**Problem 1:** Duplicate the lines of the listing from the line containing "of the utility" up to and including the line containing "point(511, 164)".

** START OF Selected extract **

Add ability to schedule inference service pods to certain nodes #730

pradithya · 2020-03-12T02:27:22Z

/kind feature

Describe the solution you'd like
Allow user to specify node selector, affinity, anti-affinity, and toleration so that they can control in which node the inference service pods will be scheduled.
The implementation should also allow predictor and transformer to have a different configuration (related to #666).

It could look something like this

apiVersion: serving.kubeflow.org/v1alpha2
kind: InferenceService
metadata:
  name: transformer-cifar10
spec:
  default:
    predictor:
      pytorch:
        modelClassName: Net
        storageUri: gs://kfserving-samples/models/pytorch/cifar10
      nodeSelector:
        disktype: ssd
      affinity:
        nodeAffinity:
          requiredDuringSchedulingIgnoredDuringExecution:
            nodeSelectorTerms:
            - matchExpressions:
              - key: kubernetes.io/e2e-az-name
                operator: In
                values:
                - e2e-az1
                - e2e-az2
          preferredDuringSchedulingIgnoredDuringExecution:
          - weight: 1
            preference:
              matchExpressions:
              - key: another-node-label-key
                operator: In
                values:
                - another-node-label-value
      tolerations:
      - key: "key"
        operator: "Exists"
        effect: "NoSchedule"
    transformer:
      custom:
        container:
          image: gcr.io/kubeflow-ci/kfserving/image-transformer:latest
          name: user-container

Anything else you would like to add:
Knative serving has this limitation (knative/serving#1816). Alternatively, it could be implemented in the webhook.

The text was updated successfully, but these errors were encountered:

issue-label-bot · 2020-03-12T02:27:28Z

Issue-Label Bot is automatically applying the labels:

Label	Probability
feature	0.99

Please mark this comment with 👍 or 👎 to give our bot feedback!
Links: app homepage, dashboard and code for this bot.

yuzisun · 2020-03-13T12:52:50Z

this is probably best to be implemented in your pod or deployment mutating webhook imo.

pradithya · 2020-03-13T17:52:52Z

@yuzisun Can you explain more? Is it inside kfserving or outside?

salanki · 2020-03-28T00:02:20Z

@yuzisun: I don't think it's reasonable to expect every user to implement a custom admission controller just to add affinities. It also makes sense to have them as part of the InferenceService, instead of having to define my node requirements for my InferenceService in custom code in a separate admission controller.

** END OF Selected extract **

**Problem 2:** According to the issue thread, which Knative serving issue has the limitation mentioned under "Anything else you would like to add"?

** START OF Input **

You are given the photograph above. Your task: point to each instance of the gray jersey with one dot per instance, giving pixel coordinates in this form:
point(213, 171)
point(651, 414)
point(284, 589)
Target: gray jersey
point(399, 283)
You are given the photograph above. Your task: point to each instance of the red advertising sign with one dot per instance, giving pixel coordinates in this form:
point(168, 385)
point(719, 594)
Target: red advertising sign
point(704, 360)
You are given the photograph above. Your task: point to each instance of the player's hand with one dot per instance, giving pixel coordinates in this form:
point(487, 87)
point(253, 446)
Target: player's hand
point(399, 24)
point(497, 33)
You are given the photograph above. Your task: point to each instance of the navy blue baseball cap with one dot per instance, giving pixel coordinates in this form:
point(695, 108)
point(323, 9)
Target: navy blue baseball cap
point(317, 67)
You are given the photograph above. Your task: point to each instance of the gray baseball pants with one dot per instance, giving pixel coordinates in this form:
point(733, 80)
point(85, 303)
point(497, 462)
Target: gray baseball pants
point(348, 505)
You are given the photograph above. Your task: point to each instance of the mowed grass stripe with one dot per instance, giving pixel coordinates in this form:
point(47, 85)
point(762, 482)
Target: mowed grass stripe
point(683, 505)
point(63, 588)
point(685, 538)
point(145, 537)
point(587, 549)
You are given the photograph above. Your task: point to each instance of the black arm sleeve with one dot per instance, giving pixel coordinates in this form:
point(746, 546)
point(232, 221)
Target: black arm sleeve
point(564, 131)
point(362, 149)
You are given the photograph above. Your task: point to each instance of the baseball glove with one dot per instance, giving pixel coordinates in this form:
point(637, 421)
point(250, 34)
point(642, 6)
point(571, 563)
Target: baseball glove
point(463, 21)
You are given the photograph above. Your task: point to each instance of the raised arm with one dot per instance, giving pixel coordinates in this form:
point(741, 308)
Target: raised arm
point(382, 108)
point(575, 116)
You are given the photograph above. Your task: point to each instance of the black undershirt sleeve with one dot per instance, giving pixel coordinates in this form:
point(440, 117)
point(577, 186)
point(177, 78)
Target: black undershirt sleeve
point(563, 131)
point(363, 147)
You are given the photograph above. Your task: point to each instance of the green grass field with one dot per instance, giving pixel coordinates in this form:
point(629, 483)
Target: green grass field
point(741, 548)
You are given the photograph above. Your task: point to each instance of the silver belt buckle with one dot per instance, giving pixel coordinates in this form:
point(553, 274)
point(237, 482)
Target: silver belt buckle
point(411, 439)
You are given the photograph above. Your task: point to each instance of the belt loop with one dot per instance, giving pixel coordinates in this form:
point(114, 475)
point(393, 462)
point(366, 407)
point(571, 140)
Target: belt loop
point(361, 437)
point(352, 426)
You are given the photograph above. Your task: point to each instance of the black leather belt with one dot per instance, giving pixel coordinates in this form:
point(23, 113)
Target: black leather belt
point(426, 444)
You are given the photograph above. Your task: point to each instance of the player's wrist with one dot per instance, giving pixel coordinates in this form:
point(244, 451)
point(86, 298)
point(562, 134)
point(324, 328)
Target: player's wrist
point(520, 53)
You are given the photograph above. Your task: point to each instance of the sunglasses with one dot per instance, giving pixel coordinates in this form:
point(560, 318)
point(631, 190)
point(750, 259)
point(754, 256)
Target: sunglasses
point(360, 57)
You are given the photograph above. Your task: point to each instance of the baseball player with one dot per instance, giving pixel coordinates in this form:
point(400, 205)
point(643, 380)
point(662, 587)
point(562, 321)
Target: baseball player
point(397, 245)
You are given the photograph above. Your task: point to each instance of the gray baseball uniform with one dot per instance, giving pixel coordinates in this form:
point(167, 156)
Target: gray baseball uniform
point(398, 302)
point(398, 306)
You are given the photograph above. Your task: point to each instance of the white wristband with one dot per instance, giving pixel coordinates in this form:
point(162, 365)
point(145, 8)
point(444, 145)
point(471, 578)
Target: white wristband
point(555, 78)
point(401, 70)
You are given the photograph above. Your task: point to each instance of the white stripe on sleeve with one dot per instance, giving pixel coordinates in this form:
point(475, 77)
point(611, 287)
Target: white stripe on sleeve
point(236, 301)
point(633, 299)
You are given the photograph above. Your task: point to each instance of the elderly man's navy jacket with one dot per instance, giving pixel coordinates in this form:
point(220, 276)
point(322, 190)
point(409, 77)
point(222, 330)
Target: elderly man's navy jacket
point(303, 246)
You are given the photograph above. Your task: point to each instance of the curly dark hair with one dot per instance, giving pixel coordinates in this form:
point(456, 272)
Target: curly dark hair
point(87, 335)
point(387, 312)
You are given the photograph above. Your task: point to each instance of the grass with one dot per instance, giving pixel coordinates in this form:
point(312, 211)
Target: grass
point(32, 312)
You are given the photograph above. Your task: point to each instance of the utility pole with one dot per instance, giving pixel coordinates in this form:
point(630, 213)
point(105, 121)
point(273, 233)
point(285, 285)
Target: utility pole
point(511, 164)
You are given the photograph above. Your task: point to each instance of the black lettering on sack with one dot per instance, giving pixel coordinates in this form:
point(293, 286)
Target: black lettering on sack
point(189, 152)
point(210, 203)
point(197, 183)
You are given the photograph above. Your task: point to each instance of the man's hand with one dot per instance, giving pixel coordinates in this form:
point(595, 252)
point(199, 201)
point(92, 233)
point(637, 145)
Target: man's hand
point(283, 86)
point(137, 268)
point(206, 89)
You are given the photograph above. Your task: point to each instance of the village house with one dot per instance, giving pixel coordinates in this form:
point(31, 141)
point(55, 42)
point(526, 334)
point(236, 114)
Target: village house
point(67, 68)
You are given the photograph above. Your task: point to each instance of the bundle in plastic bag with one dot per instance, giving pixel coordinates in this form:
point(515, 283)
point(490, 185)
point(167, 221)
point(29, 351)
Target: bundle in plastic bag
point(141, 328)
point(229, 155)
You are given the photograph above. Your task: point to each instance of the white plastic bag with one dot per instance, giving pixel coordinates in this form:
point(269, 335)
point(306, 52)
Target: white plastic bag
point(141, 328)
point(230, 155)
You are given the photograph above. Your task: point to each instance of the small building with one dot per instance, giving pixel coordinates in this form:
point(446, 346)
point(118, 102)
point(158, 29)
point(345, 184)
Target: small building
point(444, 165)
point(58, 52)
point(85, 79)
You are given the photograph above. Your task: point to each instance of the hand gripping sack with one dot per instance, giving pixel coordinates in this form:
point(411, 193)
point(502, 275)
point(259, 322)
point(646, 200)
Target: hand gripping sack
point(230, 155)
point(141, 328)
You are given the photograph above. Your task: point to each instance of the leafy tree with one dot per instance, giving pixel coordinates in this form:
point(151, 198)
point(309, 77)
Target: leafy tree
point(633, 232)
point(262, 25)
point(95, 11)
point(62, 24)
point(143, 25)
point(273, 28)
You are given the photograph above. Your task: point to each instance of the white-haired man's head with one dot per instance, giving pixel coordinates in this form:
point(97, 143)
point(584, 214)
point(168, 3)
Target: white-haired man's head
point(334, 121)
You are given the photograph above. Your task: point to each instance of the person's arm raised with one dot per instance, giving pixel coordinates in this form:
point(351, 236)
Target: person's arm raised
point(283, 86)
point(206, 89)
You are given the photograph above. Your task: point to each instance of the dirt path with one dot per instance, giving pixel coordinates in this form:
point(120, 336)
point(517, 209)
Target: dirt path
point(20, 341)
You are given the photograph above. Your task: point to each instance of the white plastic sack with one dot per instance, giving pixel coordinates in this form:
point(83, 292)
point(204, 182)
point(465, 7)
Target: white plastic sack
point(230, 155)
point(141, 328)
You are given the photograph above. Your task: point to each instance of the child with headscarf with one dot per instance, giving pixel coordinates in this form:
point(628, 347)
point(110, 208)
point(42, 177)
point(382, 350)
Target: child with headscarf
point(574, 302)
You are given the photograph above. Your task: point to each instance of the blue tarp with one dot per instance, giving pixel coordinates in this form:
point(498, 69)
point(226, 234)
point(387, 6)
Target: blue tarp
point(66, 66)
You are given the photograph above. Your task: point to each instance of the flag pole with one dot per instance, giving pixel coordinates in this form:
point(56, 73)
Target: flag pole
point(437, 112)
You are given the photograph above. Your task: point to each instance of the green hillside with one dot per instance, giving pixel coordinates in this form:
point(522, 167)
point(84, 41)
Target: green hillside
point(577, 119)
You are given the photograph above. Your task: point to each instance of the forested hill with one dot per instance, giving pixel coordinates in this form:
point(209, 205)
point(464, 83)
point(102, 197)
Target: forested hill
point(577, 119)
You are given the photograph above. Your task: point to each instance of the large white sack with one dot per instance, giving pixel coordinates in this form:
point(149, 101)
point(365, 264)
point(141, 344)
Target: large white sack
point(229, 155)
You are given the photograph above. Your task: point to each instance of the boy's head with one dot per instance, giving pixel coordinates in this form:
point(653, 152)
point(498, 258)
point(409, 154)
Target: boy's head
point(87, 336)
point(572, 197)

** END OF Input **

**Output 1:**
You are given the photograph above. Your task: point to each instance of the utility pole with one dot per instance, giving pixel coordinates in this form:
point(630, 213)
point(105, 121)
point(273, 233)
point(285, 285)
Target: utility pole
point(511, 164)

**Output 2:** knative/serving#1816